++++ Available data ++++

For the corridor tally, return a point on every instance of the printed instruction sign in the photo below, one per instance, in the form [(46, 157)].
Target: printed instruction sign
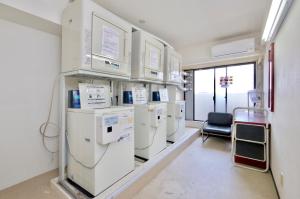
[(163, 94), (154, 57), (110, 43), (139, 95)]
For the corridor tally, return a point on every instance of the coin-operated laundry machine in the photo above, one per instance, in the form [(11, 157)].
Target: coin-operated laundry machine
[(100, 141), (175, 120), (150, 126), (175, 113)]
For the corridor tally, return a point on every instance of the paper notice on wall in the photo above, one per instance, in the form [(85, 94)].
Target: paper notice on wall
[(139, 95), (163, 94), (110, 43), (154, 57)]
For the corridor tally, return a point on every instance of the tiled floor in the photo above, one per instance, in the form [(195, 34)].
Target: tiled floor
[(206, 171), (201, 171)]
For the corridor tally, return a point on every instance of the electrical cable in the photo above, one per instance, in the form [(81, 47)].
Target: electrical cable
[(44, 126), (146, 147), (175, 130), (82, 164)]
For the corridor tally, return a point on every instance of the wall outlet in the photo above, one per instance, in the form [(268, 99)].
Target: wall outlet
[(281, 178)]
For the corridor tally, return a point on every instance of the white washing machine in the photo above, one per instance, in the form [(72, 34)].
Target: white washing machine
[(175, 120), (150, 129), (101, 146)]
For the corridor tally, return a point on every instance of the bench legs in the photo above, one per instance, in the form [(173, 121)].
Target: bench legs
[(204, 138)]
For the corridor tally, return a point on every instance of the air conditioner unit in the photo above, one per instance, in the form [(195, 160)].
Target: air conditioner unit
[(234, 48)]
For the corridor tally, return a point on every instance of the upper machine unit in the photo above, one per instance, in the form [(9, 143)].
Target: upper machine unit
[(147, 57), (173, 63), (96, 40)]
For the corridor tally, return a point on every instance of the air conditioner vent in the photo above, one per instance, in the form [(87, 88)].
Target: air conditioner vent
[(234, 48)]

++++

▸ **Work required**: Rewrite all of the records above with "corridor tally" swapped for "hallway count" wherever it appears, keeping everything else unchanged, and leave the pictures out of your answer.

▸ **Exercise solution**:
For the hallway count, return a point on every instance of the printed instruction sign in the photo below, one per instance, in the form [(46, 157)].
Target: printed instruction sign
[(163, 94), (154, 57), (110, 43), (139, 95)]
For the hallway count, return a point on every instance of the coin-operated laundry machine in the photo above, one per instance, in the form [(11, 157)].
Target: coin-operated laundry machine
[(100, 141), (175, 120), (150, 126), (175, 113)]
For the hallway count, return a point on every instance of the paper notice on wall in the photo above, one per instance, in the form [(85, 94)].
Target: paper notice on wall
[(139, 95), (163, 94), (110, 43), (154, 57)]
For the hallway count, return a point on every instance of the tiled floor in the photo above, one per instance, in the form [(195, 34)].
Target: tiled floor
[(206, 171), (201, 171)]
For the hallway count, return a point on every instance of the electrical cable in the photo above, one per instance, in the form [(81, 47)].
Target: electrical cable
[(44, 126), (146, 147), (175, 130), (82, 164)]
For the hallway count, return a point on every instance of the wall outlet in the photo above, one per instance, in the form [(268, 99)].
Target: wall outlet
[(281, 178)]
For the hallway count, return a point on every instance of the white washing machine in the photo above, one per instance, in the form [(72, 34)].
Target: white washing machine
[(175, 120), (150, 129), (101, 146)]
For the hallway count, return a point on every instance of the bench legs in the photo above, one per instance, in the form [(173, 121)].
Target: bench legs
[(204, 138)]
For the hallway count, return a point on every instance of the air conditioner unit in the photo above, one per instance, in the form [(195, 160)].
Target: air conditioner unit
[(234, 48)]
For the hallway count, return a point on every instance of the upper machine unit in the photo above, one per instance, in the form [(9, 143)].
Target: upper machine unit
[(147, 57), (173, 63), (96, 40)]
For the hallway count, return a point on every instance of the air conditioner vent in the photo above, one per instance, in the form [(87, 88)].
Target: air conditioner vent
[(234, 48)]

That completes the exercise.